• _Work to complete_: Rewrite everything from the entry line containing "If any wooden" down to the line containing "left=509, top=255, right=601, bottom=265", changing "dining table" to "kitchen table" and leaving all else as is.

• _Provided records_:
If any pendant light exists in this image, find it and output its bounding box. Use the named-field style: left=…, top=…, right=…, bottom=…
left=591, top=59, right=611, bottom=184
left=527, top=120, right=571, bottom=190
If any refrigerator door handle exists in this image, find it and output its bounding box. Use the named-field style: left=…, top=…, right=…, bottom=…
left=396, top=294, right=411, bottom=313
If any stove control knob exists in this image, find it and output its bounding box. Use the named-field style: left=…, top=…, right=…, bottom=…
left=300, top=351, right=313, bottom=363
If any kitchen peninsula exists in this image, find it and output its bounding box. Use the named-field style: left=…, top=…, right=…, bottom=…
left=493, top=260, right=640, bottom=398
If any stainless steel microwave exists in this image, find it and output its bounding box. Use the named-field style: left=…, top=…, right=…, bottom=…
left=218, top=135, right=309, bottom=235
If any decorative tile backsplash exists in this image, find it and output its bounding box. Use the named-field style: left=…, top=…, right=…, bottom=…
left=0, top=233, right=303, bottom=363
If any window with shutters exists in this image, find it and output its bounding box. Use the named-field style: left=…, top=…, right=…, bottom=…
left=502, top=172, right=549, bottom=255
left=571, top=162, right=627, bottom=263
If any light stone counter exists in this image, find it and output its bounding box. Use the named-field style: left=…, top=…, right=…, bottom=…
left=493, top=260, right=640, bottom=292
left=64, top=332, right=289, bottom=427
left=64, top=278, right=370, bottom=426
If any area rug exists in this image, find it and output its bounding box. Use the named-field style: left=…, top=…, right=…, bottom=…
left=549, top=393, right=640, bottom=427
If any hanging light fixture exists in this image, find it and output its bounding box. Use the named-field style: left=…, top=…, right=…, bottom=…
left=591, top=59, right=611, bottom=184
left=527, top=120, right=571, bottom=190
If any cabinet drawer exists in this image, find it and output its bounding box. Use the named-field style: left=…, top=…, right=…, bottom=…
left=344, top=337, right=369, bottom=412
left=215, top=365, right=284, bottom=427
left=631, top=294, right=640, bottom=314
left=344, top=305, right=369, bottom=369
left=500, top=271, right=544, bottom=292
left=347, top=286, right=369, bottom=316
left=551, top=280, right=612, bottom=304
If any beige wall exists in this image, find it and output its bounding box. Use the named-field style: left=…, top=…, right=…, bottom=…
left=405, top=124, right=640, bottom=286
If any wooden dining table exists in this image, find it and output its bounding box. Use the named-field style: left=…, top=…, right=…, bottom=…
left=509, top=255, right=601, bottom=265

* * *

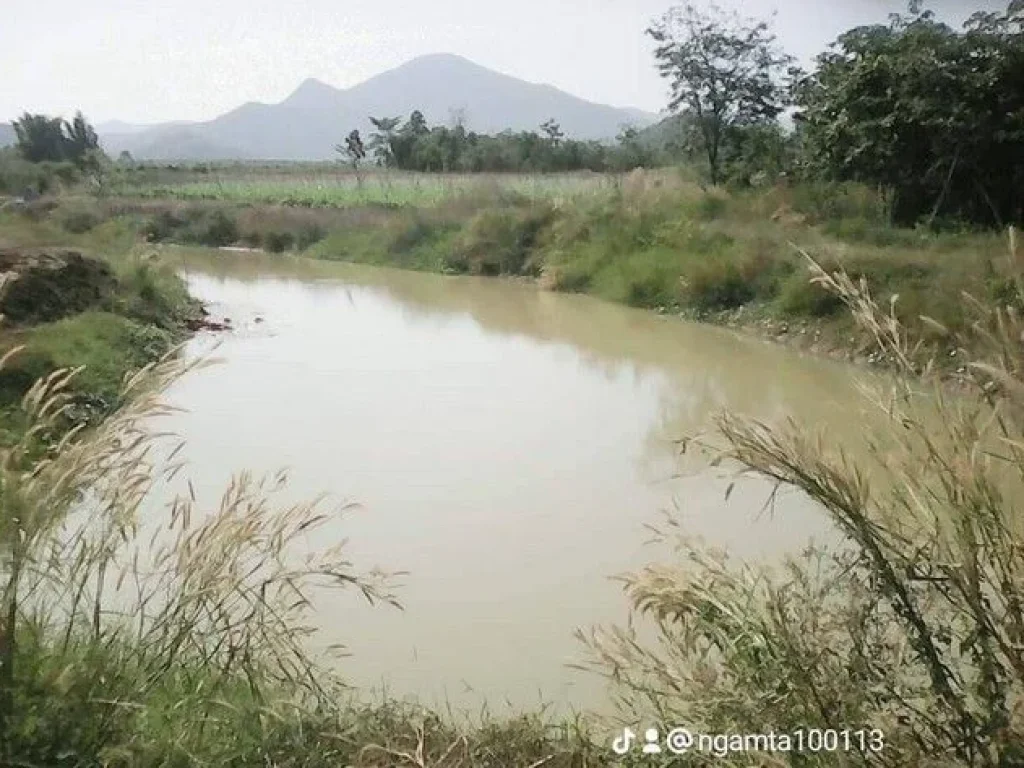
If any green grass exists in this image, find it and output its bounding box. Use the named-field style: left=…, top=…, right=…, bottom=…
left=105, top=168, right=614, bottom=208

• _Response_:
If any wooden kitchen table exists in this image, find it and output its bounding box. Use the named-field style: left=…, top=…, right=…, bottom=…
left=509, top=255, right=601, bottom=265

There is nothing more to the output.